**Extrait**:
───

Bien que revêtant toute la gravité du moment – celui du « début de l’offensive de l’Arabie saoudite contre la politique iranienne au Liban », pour reprendre les termes du ministre de l’Intérieur, Nouhad Machnouk, hier –, l’image des figures partisanes et indépendantes du 14 Mars réunies hier en soirée à la Maison du Centre serait vouée à demeurer symbolique. En effet, il semble que ni la démission hier du ministre de la Justice ne prélude à la démission du gouvernement, ni l’intention se trouve, au sein du 14 Mars, de forcer cette démission pour tenter un déblocage de la présidentielle.

La déclaration en trois points, dont le chef du bloc du Futur, Fouad Siniora, a donné lecture hier à l’issue de la réunion du 14 Mars, s’est axée autour de l’urgence de réparer les rapports avec les pays du Golfe. Confirmant leur entière adhésion à la déclaration de solidarité arabe contre les ingérences iraniennes dans la région, les forces du 14 Mars ont « appelé le gouvernement libanais à respecter la Constitution et les résolutions internationales et à se réunir dans l’immédiat afin de prendre une position claire et ferme certifiant l’engagement du Liban en faveur de la solidarité unanime arabe, et le refus de toute influence ou violation de la souveraineté d’un État arabe ».

Un appel qui doit se traduire concrètement aujourd’hui par la tenue d’un Conseil des ministres urgent autour de la question. Un débat s’annonce virulent entre les ministres du 14 Mars, « munis de la déclaration de la Maison du Centre », d’une part, et les ministres du Hezbollah, de l’autre, dans une tentative d’uniformiser et d’aligner la position du Liban sur la déclaration de solidarité panarabe avec l’Arabie saoudite, explique à L’Orient-Le Jour une source présente à la réunion.

D’aucuns s’attendent toutefois que ni le débat ne soit tranché, ni que l’escalade verbale ne conduise à la démission des ministres du 14 Mars. Notons à cet égard que la perspective d’une démission du gouvernement a été écartée hier à l’issue d’un débat à la Maison du Centre.

───

**Consigne**: Selon l'extrait, pourquoi l'image des figures du 14 Mars réunies à la Maison du Centre serait-elle vouée à demeurer symbolique ? Répondez en une à trois phrases.

───

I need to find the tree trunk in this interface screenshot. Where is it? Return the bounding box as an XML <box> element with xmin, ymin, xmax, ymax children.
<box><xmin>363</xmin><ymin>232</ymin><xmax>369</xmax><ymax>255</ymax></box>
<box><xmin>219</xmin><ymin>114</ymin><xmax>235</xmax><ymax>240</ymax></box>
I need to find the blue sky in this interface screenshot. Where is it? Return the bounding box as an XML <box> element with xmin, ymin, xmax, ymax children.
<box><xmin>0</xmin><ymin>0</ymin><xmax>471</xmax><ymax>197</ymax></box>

───

**Réponse**: La démission du ministre de la Justice ne semble pas préluder à celle du gouvernement. Par ailleurs, le 14 Mars ne paraît pas avoir l'intention de forcer cette démission pour tenter un déblocage de la présidentielle.